* _Collected data_
=== Begin Enclosure ===

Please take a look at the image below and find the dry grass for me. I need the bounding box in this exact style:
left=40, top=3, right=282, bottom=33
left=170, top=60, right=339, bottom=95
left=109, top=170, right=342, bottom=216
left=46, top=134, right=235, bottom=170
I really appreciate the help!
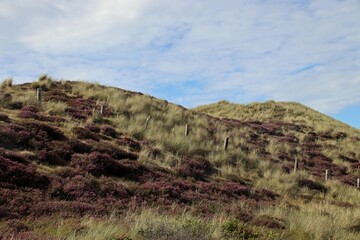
left=2, top=78, right=360, bottom=239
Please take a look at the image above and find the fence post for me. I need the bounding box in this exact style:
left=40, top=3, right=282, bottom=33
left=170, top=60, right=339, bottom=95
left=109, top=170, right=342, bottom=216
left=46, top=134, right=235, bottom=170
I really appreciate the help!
left=37, top=87, right=42, bottom=104
left=325, top=169, right=329, bottom=181
left=100, top=104, right=104, bottom=116
left=294, top=157, right=299, bottom=173
left=145, top=116, right=151, bottom=130
left=185, top=124, right=189, bottom=136
left=223, top=137, right=229, bottom=151
left=357, top=178, right=360, bottom=188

=== End Enclosure ===

* _What needs to be done_
Filter the entries down to the lines that include the string "look".

* _Completed task_
Please take a look at the image below and find the dry grass for me. I need the bounding box in this exact style:
Please take a look at the image above and find the fence post for me. I need the bounding box in this exact style:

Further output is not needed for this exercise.